→ **DOCUMENT SEGMENT**:
▬▬▬▬▬▬

Postare
Capital is quietly rotating. As US-Iran tensions cool, defensive assets are losing their grip, and risk-on flows are waking up.
Gold has dropped sharply in recent sessions. Bitcoin and crypto are bouncing back. This is not a random technical rebound. It is a direct response to a de-escalating geopolitical premium.
When war fears peaked, oil spiked, gold absorbed safe-haven inflows, and crypto was dumped on sentiment. Now the script is flipping.
$BTC has proven hypersensitive to Iran headlines. Every time ceasefire signals or positive negotiation updates emerge, risk appetite returns fast. BTC tends to rip higher.
The key level to watch now is the 100K psychological zone.
If geopolitical calm holds, four structural forces could push BTC toward that mark in the medium term: steady ETF inflows, institutional accumulation returning, oil-driven inflation cooling, and more room for the Fed to ease.

▬▬▬▬▬▬

Stored items
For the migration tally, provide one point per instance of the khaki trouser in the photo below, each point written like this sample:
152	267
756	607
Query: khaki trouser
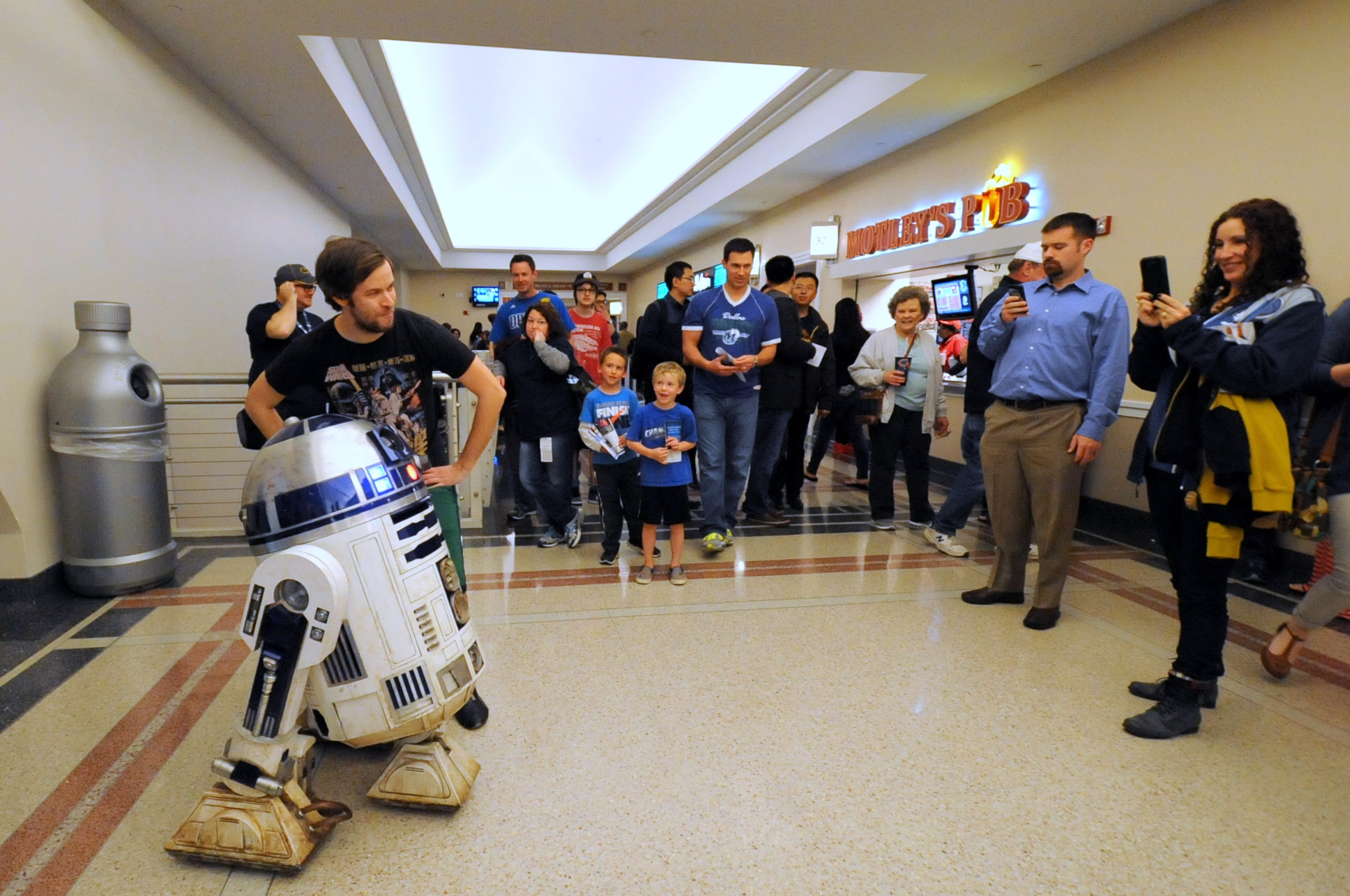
1033	488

▬▬▬▬▬▬

→ **THE TASKS**:
1. Reproduce the section of the post on Bitcoin and gold that starts at the words "When war fears" and ends after "to rip higher.".
2. Carry on the post on Bitcoin and gold from its final sentence.

→ **ANSWERS TO THE PROBLEMS**:
1.
When war fears peaked, oil spiked, gold absorbed safe-haven inflows, and crypto was dumped on sentiment. Now the script is flipping.
$BTC has proven hypersensitive to Iran headlines. Every time ceasefire signals or positive negotiation updates emerge, risk appetite returns fast. BTC tends to rip higher.

2.
Some market analysts are already penciling in a 95K–120K range for the next cycle, assuming no major shock.
Gold is beginning to lose its edge. When war fear fades, capital rotates out of safe havens and into growth assets. That is exactly what is happening now.
Still, the market remains hyper-sensitive. One hard statement from either side could reverse everything. Oil would spike again, and crypto would face renewed selling pressure.
BTC is positioned between two paths: a strong recovery toward 100K, or continued volatility driven by global headlines.
In this phase, sentiment matters as much as charts.
Personal analysis only. NFA. DYOR.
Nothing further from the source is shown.